• **Data to process**

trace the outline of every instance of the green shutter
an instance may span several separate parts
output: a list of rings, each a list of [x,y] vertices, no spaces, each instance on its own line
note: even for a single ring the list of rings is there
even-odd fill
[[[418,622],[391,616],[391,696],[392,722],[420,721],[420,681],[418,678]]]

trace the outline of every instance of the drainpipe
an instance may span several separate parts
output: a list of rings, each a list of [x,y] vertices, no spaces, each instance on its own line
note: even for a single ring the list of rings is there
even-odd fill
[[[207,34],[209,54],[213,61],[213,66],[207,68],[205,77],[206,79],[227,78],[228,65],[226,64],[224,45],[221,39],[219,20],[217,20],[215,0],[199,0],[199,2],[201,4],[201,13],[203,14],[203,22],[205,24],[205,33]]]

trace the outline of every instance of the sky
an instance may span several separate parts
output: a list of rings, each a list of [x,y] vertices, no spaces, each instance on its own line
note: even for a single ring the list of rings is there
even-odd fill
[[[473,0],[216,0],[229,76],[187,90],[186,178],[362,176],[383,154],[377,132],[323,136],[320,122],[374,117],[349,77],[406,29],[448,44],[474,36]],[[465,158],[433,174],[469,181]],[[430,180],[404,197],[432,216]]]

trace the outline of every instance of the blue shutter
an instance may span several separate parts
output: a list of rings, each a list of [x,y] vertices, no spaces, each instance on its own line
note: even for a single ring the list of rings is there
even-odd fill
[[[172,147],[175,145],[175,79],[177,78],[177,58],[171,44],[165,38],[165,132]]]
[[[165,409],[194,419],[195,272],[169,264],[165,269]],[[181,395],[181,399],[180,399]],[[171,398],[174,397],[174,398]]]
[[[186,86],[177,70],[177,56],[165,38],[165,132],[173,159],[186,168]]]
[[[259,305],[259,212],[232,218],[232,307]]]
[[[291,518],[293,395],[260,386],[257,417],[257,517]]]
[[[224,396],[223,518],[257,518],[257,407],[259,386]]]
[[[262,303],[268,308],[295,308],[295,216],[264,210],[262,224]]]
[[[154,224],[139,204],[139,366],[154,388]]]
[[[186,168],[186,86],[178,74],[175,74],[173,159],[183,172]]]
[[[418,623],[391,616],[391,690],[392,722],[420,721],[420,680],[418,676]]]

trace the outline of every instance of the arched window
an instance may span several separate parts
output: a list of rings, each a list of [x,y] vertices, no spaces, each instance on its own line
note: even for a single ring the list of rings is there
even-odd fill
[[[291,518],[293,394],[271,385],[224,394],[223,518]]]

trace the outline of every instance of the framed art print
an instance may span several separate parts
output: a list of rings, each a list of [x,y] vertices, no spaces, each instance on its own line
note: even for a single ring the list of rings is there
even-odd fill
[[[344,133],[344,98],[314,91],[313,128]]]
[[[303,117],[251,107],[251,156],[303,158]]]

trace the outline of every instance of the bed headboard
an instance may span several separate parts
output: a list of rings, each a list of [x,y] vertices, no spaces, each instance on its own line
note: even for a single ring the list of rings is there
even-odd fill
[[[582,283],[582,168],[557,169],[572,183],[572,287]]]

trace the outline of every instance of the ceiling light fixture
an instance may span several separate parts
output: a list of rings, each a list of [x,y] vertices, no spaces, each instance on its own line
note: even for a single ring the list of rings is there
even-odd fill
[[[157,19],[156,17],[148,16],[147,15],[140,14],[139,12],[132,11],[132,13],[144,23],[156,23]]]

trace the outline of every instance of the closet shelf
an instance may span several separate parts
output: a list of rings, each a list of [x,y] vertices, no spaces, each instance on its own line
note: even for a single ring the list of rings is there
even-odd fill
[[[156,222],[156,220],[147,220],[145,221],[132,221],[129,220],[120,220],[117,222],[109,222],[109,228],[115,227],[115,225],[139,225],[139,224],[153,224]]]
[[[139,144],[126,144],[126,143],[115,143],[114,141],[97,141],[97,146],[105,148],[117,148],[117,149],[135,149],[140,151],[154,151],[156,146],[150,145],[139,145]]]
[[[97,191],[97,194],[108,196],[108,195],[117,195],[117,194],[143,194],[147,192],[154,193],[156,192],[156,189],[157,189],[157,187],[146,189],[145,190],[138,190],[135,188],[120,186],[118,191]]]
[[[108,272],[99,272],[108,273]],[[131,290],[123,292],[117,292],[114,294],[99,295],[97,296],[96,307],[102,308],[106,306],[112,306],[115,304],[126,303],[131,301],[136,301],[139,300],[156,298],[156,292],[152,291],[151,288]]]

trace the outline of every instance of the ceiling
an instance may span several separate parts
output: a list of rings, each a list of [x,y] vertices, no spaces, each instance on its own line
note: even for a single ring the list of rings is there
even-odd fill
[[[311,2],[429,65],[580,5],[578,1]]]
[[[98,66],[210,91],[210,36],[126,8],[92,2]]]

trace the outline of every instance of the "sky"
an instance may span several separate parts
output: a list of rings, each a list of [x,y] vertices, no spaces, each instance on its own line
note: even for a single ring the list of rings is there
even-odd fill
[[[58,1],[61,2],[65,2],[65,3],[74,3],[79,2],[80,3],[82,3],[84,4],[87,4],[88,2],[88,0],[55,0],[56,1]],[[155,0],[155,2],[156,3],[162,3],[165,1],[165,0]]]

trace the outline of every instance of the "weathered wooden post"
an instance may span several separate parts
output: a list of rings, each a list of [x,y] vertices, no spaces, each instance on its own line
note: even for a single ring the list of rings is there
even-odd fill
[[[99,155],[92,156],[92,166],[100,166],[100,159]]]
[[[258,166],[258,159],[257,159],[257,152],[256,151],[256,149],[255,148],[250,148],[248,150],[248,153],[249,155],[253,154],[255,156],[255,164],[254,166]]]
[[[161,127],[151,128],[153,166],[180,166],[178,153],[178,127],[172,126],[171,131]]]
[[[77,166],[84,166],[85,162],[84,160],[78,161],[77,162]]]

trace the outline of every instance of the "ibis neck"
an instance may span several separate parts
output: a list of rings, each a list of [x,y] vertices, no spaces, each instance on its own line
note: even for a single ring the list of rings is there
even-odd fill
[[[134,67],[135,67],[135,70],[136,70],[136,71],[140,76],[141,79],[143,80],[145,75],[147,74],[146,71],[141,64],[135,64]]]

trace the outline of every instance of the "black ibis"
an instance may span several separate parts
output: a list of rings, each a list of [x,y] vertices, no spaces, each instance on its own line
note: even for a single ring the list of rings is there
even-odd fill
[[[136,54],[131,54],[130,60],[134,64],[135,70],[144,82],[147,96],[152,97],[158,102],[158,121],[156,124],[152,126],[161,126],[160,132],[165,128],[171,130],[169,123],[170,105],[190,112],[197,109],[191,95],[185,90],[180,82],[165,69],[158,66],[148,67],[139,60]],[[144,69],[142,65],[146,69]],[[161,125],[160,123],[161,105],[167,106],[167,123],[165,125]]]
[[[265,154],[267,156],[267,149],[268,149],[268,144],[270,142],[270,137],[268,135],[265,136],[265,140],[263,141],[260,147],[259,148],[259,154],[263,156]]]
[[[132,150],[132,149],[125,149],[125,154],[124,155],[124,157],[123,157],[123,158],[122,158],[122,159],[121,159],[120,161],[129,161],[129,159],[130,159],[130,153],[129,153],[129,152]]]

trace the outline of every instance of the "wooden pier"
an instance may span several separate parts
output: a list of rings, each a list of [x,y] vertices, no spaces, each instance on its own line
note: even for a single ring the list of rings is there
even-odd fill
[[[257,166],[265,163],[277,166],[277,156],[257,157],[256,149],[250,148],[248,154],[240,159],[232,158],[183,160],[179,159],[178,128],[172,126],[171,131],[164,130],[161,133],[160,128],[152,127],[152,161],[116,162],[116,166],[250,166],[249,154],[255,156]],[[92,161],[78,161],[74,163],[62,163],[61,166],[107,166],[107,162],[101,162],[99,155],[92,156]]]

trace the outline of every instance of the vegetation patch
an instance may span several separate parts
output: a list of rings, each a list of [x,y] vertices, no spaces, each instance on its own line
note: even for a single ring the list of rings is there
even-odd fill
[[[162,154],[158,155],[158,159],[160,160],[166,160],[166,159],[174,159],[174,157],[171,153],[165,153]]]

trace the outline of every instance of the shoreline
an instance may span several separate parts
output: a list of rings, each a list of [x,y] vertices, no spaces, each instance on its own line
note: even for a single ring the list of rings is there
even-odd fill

• **Objective**
Reproduce only those lines of the entries above that run from the line with "trace the outline of every instance of the vegetation" to the final line.

• **Final result**
trace the outline of every instance of the vegetation patch
an instance may span several separate parts
output: a list of rings, each a list of [x,y] vertices, no spaces, each instance on its own line
note: even for a single ring the list of rings is there
even-odd fill
[[[162,154],[158,155],[158,159],[160,160],[166,160],[166,159],[174,159],[174,157],[171,153],[165,153]]]

trace the outline of every instance of the shoreline
an instance may span several separate parts
output: a list of rings, each a list of [x,y] vertices, no spaces, each instance on its own line
note: even for a single ring the list of rings is there
even-odd fill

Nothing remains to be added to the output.